_What you need to do_. Let the answer be the lines from the one with "Please indicate the tricycle rear" to the end of the entries, copied exactly with both boundary lines kept.

_Data to examine_.
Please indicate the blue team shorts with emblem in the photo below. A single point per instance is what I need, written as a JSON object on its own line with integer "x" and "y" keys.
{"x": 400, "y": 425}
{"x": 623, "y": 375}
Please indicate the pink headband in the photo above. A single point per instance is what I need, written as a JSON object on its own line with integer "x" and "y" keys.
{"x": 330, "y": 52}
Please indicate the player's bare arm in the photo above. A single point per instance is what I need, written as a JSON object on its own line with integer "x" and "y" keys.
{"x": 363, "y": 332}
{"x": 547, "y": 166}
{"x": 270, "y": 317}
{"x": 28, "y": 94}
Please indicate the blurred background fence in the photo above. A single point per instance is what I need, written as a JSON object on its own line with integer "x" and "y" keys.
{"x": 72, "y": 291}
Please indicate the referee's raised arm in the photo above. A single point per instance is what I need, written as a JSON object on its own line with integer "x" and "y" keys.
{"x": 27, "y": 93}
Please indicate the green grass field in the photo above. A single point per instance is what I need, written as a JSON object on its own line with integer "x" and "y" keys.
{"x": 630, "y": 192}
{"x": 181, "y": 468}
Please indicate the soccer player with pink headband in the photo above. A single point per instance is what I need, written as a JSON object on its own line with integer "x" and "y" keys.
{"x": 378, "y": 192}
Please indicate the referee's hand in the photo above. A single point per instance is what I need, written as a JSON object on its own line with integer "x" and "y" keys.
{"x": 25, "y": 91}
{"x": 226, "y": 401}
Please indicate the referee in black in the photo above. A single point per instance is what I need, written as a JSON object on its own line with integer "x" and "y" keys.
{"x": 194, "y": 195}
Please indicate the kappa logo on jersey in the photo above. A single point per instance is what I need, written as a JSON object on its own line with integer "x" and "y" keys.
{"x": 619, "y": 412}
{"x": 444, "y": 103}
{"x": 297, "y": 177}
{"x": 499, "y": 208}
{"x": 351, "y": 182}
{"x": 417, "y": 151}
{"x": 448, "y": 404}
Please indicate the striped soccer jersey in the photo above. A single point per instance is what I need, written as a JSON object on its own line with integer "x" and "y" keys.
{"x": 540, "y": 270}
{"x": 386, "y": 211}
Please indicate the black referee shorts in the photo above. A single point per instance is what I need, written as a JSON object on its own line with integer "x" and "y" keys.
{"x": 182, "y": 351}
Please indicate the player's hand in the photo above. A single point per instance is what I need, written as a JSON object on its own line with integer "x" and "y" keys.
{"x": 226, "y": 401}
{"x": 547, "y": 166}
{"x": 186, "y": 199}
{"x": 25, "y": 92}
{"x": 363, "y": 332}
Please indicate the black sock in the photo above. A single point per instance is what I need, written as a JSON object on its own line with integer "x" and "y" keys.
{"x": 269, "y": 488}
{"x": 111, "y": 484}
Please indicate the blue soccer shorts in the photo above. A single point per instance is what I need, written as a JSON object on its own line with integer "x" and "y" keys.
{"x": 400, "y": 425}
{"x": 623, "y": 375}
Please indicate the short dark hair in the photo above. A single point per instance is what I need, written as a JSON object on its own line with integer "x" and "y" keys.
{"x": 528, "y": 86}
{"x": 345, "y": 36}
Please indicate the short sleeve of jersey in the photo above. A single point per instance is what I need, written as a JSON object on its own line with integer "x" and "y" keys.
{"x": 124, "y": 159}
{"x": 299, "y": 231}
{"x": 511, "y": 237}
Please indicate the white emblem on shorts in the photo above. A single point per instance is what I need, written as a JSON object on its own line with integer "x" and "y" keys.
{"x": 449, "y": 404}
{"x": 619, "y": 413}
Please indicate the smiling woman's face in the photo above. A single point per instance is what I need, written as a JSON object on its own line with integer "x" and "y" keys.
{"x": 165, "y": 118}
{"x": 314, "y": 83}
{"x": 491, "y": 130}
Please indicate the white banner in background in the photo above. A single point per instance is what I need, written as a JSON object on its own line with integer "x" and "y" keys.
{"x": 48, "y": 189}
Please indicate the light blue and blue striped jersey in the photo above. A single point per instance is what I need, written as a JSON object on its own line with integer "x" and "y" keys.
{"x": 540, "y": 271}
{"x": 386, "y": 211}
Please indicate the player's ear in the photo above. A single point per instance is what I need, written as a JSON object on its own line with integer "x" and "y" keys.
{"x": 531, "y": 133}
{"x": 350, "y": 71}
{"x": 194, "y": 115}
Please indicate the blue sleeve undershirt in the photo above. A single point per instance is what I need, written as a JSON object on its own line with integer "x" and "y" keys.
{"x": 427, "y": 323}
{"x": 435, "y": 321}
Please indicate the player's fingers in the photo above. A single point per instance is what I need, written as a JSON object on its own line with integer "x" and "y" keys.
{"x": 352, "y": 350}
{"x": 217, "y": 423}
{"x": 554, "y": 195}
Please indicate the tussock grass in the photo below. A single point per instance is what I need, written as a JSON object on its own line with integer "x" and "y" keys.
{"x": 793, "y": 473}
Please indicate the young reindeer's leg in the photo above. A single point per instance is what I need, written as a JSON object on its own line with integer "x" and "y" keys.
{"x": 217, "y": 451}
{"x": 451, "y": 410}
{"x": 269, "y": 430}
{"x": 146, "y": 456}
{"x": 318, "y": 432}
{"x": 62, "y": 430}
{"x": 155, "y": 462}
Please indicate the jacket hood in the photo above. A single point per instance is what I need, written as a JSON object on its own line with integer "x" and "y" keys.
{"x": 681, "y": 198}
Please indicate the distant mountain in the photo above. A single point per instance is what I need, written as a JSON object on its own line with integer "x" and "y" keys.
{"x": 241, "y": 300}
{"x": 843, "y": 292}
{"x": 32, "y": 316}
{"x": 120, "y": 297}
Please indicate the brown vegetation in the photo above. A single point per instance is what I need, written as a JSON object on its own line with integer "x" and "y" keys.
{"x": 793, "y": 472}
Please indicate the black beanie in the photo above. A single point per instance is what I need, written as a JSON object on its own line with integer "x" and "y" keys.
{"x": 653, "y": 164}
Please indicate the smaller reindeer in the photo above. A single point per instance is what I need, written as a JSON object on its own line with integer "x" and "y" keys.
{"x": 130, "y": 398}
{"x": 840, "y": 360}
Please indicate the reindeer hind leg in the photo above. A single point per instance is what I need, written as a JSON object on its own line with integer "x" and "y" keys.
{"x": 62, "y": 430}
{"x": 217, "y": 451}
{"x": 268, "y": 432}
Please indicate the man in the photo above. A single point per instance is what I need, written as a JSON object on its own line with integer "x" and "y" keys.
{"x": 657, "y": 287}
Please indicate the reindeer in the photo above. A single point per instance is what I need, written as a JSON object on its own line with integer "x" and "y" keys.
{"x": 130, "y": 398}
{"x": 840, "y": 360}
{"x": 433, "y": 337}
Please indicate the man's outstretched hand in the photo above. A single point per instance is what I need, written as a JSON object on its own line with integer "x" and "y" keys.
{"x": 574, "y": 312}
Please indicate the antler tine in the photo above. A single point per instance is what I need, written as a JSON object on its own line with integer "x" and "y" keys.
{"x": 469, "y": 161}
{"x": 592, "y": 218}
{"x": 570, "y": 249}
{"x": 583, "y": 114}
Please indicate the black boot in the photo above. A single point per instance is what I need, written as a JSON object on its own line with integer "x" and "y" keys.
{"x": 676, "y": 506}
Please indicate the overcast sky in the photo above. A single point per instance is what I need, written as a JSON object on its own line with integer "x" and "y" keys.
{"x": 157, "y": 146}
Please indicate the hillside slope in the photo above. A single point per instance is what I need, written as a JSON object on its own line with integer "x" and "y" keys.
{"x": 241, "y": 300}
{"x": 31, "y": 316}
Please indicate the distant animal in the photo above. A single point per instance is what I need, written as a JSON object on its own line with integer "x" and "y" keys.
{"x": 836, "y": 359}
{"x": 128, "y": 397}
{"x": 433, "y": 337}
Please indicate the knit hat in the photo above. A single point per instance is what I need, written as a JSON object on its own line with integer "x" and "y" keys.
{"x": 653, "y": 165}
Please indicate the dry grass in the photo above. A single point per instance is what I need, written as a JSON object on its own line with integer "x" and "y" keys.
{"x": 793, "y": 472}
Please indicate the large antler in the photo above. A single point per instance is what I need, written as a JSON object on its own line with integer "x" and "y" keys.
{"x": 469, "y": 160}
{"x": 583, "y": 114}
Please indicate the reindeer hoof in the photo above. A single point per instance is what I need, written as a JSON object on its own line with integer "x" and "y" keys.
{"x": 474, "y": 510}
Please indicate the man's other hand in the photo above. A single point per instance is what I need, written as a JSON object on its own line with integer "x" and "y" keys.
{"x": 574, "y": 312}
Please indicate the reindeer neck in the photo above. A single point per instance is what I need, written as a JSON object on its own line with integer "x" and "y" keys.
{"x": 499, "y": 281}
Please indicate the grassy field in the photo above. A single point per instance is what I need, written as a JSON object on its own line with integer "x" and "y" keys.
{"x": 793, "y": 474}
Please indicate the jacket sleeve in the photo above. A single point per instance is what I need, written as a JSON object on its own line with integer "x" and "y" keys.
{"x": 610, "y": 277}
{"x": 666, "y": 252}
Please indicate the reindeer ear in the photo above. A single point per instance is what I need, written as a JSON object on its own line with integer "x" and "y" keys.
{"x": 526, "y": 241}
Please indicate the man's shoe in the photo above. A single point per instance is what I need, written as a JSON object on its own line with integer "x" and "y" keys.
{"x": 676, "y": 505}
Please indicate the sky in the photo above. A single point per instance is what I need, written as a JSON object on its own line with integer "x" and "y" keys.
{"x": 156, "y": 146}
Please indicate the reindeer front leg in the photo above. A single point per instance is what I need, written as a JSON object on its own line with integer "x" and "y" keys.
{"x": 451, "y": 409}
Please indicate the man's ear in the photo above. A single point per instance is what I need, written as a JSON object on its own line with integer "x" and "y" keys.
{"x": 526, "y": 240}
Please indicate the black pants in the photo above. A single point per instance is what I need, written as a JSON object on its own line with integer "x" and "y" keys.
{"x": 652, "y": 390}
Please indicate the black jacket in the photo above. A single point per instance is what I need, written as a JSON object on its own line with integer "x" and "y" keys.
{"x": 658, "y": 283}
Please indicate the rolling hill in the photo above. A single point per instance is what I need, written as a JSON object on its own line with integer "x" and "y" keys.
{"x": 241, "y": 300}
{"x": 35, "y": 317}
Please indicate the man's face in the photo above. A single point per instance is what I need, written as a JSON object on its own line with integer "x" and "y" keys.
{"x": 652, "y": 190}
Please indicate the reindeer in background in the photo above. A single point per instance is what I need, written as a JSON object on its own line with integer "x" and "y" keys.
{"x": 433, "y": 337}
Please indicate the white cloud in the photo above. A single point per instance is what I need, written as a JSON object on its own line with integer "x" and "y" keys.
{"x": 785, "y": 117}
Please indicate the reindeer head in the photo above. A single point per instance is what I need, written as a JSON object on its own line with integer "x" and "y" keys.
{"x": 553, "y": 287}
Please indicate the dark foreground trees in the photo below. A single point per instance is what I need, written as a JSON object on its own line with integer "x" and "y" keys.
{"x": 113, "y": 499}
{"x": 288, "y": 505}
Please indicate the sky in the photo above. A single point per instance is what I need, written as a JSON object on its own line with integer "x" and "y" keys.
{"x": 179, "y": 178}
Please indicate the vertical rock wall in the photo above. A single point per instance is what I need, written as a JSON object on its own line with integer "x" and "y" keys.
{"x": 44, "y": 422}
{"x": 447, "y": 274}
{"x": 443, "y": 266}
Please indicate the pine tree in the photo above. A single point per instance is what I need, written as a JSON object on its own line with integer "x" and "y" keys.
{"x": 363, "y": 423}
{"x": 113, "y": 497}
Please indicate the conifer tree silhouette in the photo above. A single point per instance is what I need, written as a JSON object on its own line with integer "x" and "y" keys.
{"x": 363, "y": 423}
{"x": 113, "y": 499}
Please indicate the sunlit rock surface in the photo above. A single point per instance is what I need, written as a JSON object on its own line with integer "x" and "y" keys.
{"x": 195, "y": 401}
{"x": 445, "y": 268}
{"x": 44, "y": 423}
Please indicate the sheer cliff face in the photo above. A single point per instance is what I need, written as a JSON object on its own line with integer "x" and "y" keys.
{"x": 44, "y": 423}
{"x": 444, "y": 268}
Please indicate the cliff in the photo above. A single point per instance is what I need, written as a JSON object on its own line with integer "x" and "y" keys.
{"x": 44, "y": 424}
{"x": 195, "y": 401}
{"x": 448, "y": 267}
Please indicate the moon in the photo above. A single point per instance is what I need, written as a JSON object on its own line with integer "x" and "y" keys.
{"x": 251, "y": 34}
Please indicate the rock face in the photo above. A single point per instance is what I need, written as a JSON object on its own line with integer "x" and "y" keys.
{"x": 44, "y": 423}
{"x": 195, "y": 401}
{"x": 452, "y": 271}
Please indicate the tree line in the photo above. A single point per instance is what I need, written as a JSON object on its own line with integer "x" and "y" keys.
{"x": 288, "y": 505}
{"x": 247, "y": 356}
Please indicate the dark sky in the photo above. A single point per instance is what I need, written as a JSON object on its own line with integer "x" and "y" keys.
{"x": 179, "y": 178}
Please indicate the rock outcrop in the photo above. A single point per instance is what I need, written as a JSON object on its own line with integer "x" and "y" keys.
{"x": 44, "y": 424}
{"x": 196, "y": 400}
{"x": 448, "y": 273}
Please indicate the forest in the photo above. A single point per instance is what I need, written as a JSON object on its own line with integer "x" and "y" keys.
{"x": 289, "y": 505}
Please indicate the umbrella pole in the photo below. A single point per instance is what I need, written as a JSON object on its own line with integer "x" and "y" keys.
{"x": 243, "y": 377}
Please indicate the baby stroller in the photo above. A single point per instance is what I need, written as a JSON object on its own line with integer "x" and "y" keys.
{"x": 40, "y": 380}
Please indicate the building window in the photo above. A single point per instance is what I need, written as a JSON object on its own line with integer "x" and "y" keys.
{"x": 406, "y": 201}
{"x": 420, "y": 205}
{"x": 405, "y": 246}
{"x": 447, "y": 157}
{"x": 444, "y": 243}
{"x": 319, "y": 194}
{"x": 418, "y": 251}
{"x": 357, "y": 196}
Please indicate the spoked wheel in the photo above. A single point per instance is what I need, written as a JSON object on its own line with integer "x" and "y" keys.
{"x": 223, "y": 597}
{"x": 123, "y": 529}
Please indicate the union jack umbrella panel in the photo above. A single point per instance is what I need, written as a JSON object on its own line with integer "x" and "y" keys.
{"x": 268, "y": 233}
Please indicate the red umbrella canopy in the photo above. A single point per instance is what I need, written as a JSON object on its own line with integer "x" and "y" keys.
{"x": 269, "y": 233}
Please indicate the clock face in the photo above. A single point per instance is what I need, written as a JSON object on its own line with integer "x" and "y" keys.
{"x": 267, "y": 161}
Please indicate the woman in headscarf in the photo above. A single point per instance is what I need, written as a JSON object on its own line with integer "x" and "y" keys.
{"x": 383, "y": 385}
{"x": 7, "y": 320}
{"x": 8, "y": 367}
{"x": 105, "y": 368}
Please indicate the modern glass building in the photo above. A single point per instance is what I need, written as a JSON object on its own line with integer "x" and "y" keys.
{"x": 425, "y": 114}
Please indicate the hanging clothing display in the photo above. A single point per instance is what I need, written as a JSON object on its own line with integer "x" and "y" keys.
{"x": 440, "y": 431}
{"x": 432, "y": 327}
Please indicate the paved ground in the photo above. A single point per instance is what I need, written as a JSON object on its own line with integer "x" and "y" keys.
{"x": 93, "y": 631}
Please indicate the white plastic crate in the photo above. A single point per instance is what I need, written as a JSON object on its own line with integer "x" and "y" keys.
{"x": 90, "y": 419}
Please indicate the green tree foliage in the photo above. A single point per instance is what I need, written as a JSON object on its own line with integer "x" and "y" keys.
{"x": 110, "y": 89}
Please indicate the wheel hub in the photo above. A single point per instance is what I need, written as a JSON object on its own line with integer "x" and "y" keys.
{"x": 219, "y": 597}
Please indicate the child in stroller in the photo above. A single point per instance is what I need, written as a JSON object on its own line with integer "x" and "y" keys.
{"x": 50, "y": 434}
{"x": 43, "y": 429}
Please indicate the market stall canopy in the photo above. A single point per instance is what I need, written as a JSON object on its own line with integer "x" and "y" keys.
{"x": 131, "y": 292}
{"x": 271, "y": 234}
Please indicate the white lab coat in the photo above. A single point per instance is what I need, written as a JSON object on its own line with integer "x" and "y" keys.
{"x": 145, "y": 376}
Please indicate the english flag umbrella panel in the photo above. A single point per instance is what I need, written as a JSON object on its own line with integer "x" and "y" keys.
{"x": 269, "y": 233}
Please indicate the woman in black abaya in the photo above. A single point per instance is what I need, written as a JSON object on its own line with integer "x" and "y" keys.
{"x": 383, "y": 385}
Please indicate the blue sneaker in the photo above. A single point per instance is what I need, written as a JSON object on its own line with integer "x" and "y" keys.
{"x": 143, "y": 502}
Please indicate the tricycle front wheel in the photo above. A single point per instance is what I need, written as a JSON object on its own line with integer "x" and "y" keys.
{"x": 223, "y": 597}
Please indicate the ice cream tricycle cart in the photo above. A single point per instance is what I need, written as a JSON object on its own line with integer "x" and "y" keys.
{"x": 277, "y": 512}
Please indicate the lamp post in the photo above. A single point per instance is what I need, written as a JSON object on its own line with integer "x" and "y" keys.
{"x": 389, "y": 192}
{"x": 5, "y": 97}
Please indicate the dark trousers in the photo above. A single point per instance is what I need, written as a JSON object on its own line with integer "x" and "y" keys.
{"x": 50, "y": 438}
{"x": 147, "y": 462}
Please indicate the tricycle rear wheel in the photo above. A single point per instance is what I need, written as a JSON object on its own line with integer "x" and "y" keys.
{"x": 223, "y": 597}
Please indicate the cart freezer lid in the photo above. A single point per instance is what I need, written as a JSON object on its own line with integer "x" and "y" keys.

_Exercise answer_.
Please indicate the tricycle rear wheel in the photo above. A single point per instance is what I need, written as a JSON object on its own line with integer "x" and "y" keys.
{"x": 223, "y": 597}
Please indicate the cart freezer lid in the photo above. A single point per instance is what I need, written as a JSON object on its own line with integer "x" and "y" keys.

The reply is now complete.